◆ EXERCISE ◆
Please locate every line in the data below that contains the word "shirt", and copy each of those lines.

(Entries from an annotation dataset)
************

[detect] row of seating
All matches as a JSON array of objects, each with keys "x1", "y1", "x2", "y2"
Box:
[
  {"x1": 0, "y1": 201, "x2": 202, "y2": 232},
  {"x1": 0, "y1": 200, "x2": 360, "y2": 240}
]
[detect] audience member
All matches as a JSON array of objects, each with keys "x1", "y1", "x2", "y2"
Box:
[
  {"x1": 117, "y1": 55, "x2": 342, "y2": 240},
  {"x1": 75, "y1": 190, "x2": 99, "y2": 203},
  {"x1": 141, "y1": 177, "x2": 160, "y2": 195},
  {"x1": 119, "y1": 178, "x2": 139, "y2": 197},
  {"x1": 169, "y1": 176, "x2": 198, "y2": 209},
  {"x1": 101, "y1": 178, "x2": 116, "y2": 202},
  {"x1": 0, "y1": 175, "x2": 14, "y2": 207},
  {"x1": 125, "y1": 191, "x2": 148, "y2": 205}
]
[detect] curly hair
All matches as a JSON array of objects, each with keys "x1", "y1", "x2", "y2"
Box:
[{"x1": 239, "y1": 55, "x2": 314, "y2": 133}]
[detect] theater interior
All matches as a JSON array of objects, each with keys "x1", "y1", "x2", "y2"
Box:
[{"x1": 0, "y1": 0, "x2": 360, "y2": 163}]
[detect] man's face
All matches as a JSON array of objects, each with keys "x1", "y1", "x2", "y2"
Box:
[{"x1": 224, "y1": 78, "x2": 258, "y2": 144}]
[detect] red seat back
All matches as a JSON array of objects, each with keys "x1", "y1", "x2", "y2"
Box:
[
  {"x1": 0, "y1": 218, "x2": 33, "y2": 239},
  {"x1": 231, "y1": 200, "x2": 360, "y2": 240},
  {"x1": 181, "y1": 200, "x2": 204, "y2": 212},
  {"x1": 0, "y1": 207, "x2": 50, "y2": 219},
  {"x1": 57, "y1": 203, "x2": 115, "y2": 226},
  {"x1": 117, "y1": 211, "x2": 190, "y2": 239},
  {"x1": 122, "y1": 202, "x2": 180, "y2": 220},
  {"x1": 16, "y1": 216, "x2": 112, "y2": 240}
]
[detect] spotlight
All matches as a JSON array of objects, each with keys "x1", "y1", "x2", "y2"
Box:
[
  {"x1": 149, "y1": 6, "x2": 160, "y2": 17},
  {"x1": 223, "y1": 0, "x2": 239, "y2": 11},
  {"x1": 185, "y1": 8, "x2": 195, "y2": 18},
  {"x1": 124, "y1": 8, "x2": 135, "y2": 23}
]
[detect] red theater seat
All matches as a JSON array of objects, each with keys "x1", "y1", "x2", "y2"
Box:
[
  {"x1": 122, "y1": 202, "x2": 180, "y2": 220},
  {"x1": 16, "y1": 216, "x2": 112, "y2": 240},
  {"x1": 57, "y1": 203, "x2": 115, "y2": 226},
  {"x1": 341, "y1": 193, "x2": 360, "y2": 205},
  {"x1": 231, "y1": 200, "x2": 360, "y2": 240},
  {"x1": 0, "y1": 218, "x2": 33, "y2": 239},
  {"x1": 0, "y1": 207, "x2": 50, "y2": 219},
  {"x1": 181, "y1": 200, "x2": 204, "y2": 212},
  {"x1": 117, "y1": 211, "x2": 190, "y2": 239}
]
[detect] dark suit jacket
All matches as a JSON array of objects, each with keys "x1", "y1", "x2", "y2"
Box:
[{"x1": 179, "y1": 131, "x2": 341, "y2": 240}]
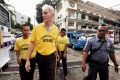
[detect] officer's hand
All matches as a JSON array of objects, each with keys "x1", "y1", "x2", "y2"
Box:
[
  {"x1": 82, "y1": 62, "x2": 86, "y2": 72},
  {"x1": 25, "y1": 60, "x2": 31, "y2": 72},
  {"x1": 115, "y1": 66, "x2": 119, "y2": 73}
]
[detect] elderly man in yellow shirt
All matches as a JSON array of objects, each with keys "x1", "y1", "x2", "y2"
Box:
[
  {"x1": 25, "y1": 4, "x2": 59, "y2": 80},
  {"x1": 57, "y1": 28, "x2": 69, "y2": 80},
  {"x1": 14, "y1": 24, "x2": 36, "y2": 80}
]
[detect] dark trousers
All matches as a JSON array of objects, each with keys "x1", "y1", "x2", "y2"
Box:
[
  {"x1": 57, "y1": 51, "x2": 67, "y2": 76},
  {"x1": 36, "y1": 53, "x2": 56, "y2": 80},
  {"x1": 86, "y1": 62, "x2": 109, "y2": 80},
  {"x1": 19, "y1": 58, "x2": 36, "y2": 80}
]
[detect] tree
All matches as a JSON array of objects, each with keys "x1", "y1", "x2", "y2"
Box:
[{"x1": 36, "y1": 0, "x2": 55, "y2": 23}]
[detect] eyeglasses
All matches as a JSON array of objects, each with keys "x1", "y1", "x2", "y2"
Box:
[{"x1": 98, "y1": 29, "x2": 108, "y2": 33}]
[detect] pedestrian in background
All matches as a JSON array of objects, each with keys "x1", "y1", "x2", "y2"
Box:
[
  {"x1": 57, "y1": 28, "x2": 69, "y2": 80},
  {"x1": 25, "y1": 4, "x2": 59, "y2": 80},
  {"x1": 82, "y1": 24, "x2": 118, "y2": 80},
  {"x1": 14, "y1": 24, "x2": 36, "y2": 80}
]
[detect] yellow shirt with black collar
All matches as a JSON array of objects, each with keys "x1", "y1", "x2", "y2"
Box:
[
  {"x1": 31, "y1": 23, "x2": 59, "y2": 55},
  {"x1": 14, "y1": 37, "x2": 36, "y2": 59}
]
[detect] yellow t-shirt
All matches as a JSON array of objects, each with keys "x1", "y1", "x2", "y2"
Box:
[
  {"x1": 58, "y1": 36, "x2": 69, "y2": 51},
  {"x1": 31, "y1": 23, "x2": 59, "y2": 55},
  {"x1": 14, "y1": 37, "x2": 36, "y2": 59}
]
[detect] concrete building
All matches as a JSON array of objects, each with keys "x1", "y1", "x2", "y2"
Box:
[
  {"x1": 55, "y1": 0, "x2": 120, "y2": 32},
  {"x1": 13, "y1": 11, "x2": 28, "y2": 24}
]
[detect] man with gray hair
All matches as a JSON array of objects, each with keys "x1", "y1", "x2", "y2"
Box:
[
  {"x1": 82, "y1": 24, "x2": 118, "y2": 80},
  {"x1": 25, "y1": 4, "x2": 59, "y2": 80}
]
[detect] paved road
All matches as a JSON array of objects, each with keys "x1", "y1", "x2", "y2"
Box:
[{"x1": 0, "y1": 45, "x2": 120, "y2": 80}]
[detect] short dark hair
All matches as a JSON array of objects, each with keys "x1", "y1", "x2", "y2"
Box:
[
  {"x1": 21, "y1": 23, "x2": 30, "y2": 30},
  {"x1": 61, "y1": 28, "x2": 66, "y2": 32}
]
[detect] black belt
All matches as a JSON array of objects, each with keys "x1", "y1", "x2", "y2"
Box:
[{"x1": 88, "y1": 59, "x2": 108, "y2": 65}]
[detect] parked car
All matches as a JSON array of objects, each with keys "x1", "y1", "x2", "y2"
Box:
[{"x1": 67, "y1": 32, "x2": 87, "y2": 49}]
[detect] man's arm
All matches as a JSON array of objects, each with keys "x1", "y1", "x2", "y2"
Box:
[
  {"x1": 25, "y1": 41, "x2": 35, "y2": 72},
  {"x1": 16, "y1": 50, "x2": 21, "y2": 65},
  {"x1": 26, "y1": 41, "x2": 35, "y2": 61},
  {"x1": 82, "y1": 50, "x2": 88, "y2": 72},
  {"x1": 109, "y1": 54, "x2": 118, "y2": 66}
]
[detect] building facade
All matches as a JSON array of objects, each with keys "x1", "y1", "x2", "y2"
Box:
[{"x1": 55, "y1": 0, "x2": 120, "y2": 32}]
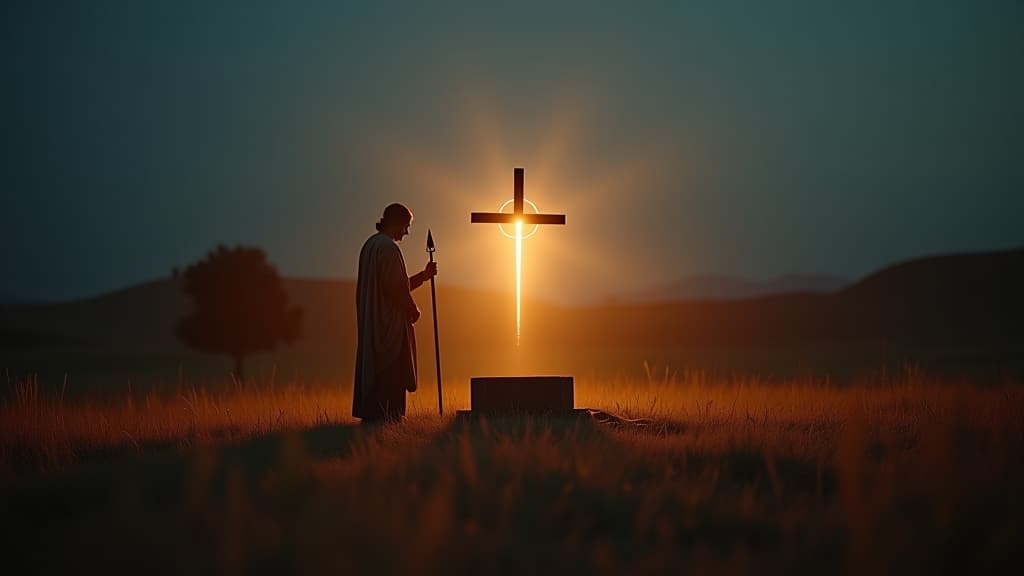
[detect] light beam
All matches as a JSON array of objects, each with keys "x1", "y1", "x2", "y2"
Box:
[{"x1": 515, "y1": 220, "x2": 522, "y2": 347}]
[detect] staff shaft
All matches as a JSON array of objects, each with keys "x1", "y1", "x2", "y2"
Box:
[{"x1": 429, "y1": 252, "x2": 444, "y2": 416}]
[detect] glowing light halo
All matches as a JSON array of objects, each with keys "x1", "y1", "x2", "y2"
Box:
[{"x1": 498, "y1": 198, "x2": 541, "y2": 240}]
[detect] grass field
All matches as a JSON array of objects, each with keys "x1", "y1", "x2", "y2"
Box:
[{"x1": 0, "y1": 369, "x2": 1024, "y2": 574}]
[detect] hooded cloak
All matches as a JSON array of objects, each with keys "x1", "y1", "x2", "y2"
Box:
[{"x1": 352, "y1": 233, "x2": 416, "y2": 418}]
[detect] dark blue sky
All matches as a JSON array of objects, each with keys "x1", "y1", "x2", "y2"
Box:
[{"x1": 0, "y1": 0, "x2": 1024, "y2": 301}]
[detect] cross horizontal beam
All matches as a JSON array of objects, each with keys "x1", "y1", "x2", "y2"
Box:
[{"x1": 469, "y1": 212, "x2": 565, "y2": 224}]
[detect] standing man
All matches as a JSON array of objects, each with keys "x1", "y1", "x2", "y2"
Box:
[{"x1": 352, "y1": 204, "x2": 437, "y2": 421}]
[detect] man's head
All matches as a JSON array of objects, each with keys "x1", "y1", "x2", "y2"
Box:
[{"x1": 377, "y1": 203, "x2": 413, "y2": 242}]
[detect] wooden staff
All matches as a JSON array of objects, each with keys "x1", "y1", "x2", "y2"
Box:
[{"x1": 427, "y1": 229, "x2": 444, "y2": 416}]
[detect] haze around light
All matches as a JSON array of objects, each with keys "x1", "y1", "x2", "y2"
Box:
[{"x1": 0, "y1": 0, "x2": 1024, "y2": 305}]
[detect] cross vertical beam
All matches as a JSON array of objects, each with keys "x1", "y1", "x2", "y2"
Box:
[{"x1": 469, "y1": 168, "x2": 565, "y2": 227}]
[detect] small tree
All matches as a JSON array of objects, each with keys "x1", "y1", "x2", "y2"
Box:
[{"x1": 177, "y1": 245, "x2": 302, "y2": 380}]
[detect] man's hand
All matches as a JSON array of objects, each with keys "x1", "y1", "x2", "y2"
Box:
[{"x1": 423, "y1": 262, "x2": 437, "y2": 282}]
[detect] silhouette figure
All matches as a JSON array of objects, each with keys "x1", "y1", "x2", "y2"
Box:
[
  {"x1": 177, "y1": 246, "x2": 302, "y2": 380},
  {"x1": 352, "y1": 204, "x2": 437, "y2": 421}
]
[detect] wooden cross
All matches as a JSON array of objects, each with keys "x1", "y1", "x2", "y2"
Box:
[
  {"x1": 469, "y1": 168, "x2": 565, "y2": 225},
  {"x1": 469, "y1": 168, "x2": 565, "y2": 346}
]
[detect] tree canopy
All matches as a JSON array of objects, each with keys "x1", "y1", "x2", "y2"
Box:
[{"x1": 177, "y1": 245, "x2": 302, "y2": 379}]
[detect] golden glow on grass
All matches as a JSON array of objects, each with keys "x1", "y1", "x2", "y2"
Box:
[
  {"x1": 0, "y1": 371, "x2": 1024, "y2": 575},
  {"x1": 515, "y1": 220, "x2": 522, "y2": 346}
]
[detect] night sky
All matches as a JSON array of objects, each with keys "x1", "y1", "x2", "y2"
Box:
[{"x1": 0, "y1": 0, "x2": 1024, "y2": 302}]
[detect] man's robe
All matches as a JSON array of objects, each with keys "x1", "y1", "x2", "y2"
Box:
[{"x1": 352, "y1": 233, "x2": 416, "y2": 418}]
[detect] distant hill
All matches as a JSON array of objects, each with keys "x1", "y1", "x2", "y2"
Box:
[
  {"x1": 0, "y1": 249, "x2": 1024, "y2": 389},
  {"x1": 616, "y1": 274, "x2": 849, "y2": 303}
]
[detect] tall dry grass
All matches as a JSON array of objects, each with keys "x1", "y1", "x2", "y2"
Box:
[{"x1": 0, "y1": 369, "x2": 1024, "y2": 574}]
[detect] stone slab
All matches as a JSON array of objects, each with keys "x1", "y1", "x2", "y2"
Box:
[
  {"x1": 455, "y1": 408, "x2": 593, "y2": 423},
  {"x1": 469, "y1": 376, "x2": 575, "y2": 414}
]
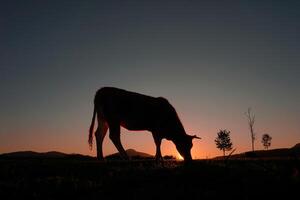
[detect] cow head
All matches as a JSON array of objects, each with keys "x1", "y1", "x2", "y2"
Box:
[{"x1": 175, "y1": 135, "x2": 201, "y2": 161}]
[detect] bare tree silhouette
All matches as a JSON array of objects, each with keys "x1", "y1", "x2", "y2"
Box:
[
  {"x1": 215, "y1": 129, "x2": 232, "y2": 157},
  {"x1": 261, "y1": 133, "x2": 272, "y2": 150},
  {"x1": 245, "y1": 107, "x2": 255, "y2": 152}
]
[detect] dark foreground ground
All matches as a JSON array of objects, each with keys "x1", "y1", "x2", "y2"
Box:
[{"x1": 0, "y1": 158, "x2": 300, "y2": 200}]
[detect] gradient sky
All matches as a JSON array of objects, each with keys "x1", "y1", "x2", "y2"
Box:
[{"x1": 0, "y1": 0, "x2": 300, "y2": 158}]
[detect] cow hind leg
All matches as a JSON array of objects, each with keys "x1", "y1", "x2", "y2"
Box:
[
  {"x1": 95, "y1": 116, "x2": 108, "y2": 160},
  {"x1": 109, "y1": 124, "x2": 129, "y2": 160}
]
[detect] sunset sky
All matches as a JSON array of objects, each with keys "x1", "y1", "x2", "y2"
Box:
[{"x1": 0, "y1": 0, "x2": 300, "y2": 158}]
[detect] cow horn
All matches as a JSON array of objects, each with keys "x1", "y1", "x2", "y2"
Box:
[{"x1": 191, "y1": 135, "x2": 201, "y2": 139}]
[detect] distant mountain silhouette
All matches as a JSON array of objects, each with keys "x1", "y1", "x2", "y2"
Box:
[
  {"x1": 105, "y1": 149, "x2": 153, "y2": 159},
  {"x1": 0, "y1": 151, "x2": 95, "y2": 159},
  {"x1": 292, "y1": 143, "x2": 300, "y2": 149},
  {"x1": 215, "y1": 143, "x2": 300, "y2": 159}
]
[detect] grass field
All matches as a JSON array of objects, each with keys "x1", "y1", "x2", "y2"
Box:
[{"x1": 0, "y1": 158, "x2": 300, "y2": 199}]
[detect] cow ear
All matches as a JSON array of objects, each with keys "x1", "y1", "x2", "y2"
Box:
[{"x1": 190, "y1": 135, "x2": 201, "y2": 139}]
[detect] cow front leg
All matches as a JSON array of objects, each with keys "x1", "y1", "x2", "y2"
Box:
[
  {"x1": 109, "y1": 125, "x2": 129, "y2": 160},
  {"x1": 153, "y1": 134, "x2": 163, "y2": 161},
  {"x1": 95, "y1": 118, "x2": 108, "y2": 160}
]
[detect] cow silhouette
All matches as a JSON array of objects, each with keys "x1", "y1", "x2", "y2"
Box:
[{"x1": 88, "y1": 87, "x2": 200, "y2": 161}]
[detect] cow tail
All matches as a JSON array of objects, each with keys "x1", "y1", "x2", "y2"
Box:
[{"x1": 88, "y1": 105, "x2": 96, "y2": 149}]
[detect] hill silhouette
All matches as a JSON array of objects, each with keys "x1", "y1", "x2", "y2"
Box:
[
  {"x1": 215, "y1": 143, "x2": 300, "y2": 159},
  {"x1": 0, "y1": 151, "x2": 95, "y2": 159},
  {"x1": 0, "y1": 149, "x2": 153, "y2": 159},
  {"x1": 105, "y1": 149, "x2": 153, "y2": 159}
]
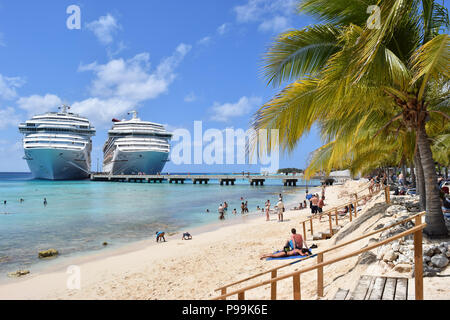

************

◆ TASK RESPONSE ◆
[detect] elderly man in yellow shirt
[detect] yellow shirt with black collar
[detect] yellow t-shirt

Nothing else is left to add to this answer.